● **ACTIVITY**
List every order that the text on signatures and personal information cites by number.

In cases where the signature is contained on records created in a professional or official government context, it is generally not “about the individual” in a personal sense, and would not normally fall within the scope of the definition. (See, for example, Order P-773, which dealt with the identities of job competition interviewers, and Order P-194 where handwritten comments from trainers were found not to qualify as their personal information.)

In situations where identity is an issue, handwriting style has been found to qualify as personal information. (See, for example, Order P-940, which found that even when personal identifiers of candidates in a job competition were severed, their handwriting could identify them, thereby bringing the records within the scope of the definition of personal information).

In my view, whether or not a signature or handwriting style is personal information is dependent on context and circumstances.

[27] In Order PO-2632, the adjudicator applied the above-noted context-driven approach and found that the signatures of corporate officers of Ontario Power Generation (OPG) would not reveal something that is inherently personal in nature or that disclosure of the signature of the former Minister of Energy, Science and Technology (as that position was then known) would not reveal something of an inherently personal nature. The adjudicator concluded that the signatures appeared in the records created in an official government context, that is, the signing of contracts between OPG and third parties for the provision of information technology services. In the circumstances of that appeal, the adjudicator found that the signatures contained in the records did not fall within the definition of personal information in section 2(1) of the Act and that, accordingly, the signatures could not be exempt under the personal privacy exemption in section 21(1).

[28] I agree with the approach taken by the adjudicators in these past IPC orders and adopt it for the purpose of this appeal.

[29] Similar to the circumstances in Order PO-2632, the signatures found in the information at issue here are the signatures of two individuals, who are the directors/partners of the appellant. In this situation, the appellant submitted an application to become a consumer reporting agency. The signatures appear on application forms and other forms that are required to be completed for the appellant to become a consumer reporting agency. As such, I am satisfied that these signatures are not personal information as they do not reveal something of a personal nature about the two individuals.

● **INFORMATION PROVIDED**
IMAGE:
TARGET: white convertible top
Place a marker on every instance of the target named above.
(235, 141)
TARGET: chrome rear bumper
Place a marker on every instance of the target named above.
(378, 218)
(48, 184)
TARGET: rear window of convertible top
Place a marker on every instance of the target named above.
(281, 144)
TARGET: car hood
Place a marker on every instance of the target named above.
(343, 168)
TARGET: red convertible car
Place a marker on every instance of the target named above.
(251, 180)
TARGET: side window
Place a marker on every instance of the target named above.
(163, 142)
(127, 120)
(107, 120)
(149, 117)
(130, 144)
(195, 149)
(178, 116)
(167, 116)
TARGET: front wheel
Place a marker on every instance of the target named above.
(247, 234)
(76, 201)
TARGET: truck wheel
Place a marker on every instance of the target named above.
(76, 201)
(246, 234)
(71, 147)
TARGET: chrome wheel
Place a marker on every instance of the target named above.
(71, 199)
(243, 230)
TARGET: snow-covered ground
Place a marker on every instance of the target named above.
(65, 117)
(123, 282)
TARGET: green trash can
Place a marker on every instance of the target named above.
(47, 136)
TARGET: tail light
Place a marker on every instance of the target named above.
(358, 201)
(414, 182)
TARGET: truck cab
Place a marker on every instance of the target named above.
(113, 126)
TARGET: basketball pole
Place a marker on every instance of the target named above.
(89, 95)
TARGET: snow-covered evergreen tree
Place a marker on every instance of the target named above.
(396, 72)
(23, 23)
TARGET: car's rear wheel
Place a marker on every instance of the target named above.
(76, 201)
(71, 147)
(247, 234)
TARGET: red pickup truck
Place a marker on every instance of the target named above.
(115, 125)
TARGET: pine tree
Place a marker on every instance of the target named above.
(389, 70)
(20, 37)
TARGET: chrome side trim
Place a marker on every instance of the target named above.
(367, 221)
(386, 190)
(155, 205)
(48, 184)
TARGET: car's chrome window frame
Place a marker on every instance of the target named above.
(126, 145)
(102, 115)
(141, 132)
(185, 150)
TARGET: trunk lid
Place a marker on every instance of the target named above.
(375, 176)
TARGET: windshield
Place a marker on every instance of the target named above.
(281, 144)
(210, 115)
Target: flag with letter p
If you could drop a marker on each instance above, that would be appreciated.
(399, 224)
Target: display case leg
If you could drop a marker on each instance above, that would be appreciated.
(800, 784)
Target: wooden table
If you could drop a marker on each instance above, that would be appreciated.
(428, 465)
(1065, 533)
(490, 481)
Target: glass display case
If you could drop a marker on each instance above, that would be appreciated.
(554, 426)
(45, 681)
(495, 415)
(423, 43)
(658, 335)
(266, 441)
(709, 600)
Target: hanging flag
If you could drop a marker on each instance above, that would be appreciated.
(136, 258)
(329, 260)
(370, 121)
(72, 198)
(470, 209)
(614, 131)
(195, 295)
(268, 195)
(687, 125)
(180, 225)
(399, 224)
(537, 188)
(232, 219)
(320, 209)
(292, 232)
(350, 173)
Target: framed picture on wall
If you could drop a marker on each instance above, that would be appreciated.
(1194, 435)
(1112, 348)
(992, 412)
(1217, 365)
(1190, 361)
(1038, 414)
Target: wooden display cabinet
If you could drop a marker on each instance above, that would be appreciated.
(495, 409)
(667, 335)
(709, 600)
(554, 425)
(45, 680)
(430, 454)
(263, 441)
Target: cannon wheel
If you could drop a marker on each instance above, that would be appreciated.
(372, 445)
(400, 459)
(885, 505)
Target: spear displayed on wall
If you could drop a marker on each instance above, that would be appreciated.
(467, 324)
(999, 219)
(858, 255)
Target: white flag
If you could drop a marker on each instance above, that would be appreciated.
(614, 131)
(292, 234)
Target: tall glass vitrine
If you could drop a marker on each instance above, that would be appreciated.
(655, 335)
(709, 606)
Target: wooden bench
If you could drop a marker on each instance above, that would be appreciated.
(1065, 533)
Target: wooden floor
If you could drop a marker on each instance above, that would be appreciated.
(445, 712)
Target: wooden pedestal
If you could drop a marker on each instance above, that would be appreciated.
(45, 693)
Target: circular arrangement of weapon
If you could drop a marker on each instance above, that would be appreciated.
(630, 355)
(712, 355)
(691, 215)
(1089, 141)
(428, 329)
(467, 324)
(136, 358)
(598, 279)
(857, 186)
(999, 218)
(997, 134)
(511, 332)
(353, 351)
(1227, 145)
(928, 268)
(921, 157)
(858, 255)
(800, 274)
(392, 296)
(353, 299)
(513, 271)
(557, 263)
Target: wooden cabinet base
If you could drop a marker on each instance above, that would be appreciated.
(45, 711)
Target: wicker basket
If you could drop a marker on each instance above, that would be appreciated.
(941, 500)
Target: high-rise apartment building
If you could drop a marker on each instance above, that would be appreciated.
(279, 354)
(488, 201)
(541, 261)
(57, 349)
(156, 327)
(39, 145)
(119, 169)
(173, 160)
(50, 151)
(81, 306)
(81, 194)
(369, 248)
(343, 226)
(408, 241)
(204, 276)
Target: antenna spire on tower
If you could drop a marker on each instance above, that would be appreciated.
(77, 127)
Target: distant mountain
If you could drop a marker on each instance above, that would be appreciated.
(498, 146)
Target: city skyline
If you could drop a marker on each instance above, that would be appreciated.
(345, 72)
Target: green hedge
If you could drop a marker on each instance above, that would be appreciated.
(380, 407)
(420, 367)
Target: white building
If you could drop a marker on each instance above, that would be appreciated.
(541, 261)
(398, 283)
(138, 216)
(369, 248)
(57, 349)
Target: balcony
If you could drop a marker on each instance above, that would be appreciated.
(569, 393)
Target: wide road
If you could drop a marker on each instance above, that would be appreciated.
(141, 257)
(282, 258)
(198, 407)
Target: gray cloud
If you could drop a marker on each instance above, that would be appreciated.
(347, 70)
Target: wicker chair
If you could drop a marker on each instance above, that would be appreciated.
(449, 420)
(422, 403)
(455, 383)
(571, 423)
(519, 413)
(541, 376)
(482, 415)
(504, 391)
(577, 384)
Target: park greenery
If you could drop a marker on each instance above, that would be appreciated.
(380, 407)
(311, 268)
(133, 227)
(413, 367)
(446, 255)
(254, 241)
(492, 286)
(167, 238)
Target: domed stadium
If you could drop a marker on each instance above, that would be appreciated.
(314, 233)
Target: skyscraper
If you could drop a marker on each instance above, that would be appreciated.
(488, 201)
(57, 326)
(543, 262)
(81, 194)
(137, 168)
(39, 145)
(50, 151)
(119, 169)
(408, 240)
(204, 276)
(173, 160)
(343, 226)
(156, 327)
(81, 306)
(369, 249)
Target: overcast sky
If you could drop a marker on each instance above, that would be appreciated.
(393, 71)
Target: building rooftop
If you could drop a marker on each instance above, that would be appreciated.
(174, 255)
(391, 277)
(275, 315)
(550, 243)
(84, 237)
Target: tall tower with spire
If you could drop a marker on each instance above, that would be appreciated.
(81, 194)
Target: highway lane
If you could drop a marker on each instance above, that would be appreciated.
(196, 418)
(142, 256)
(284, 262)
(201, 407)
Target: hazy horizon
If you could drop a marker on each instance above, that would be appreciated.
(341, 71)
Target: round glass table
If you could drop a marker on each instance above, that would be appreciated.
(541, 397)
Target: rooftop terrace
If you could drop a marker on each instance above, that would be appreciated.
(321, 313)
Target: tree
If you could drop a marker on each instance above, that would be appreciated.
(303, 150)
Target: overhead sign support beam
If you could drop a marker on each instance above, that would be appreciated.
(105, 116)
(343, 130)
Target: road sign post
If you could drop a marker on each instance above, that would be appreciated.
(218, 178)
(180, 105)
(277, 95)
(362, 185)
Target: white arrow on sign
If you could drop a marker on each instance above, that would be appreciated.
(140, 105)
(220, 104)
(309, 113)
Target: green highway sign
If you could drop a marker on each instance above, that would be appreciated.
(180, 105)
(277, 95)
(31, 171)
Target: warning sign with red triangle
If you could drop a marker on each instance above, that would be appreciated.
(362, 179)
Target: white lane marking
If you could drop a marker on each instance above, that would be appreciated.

● **ANSWER TO THIS EXERCISE**
Order P-773, Order P-194, Order P-940, Order PO-2632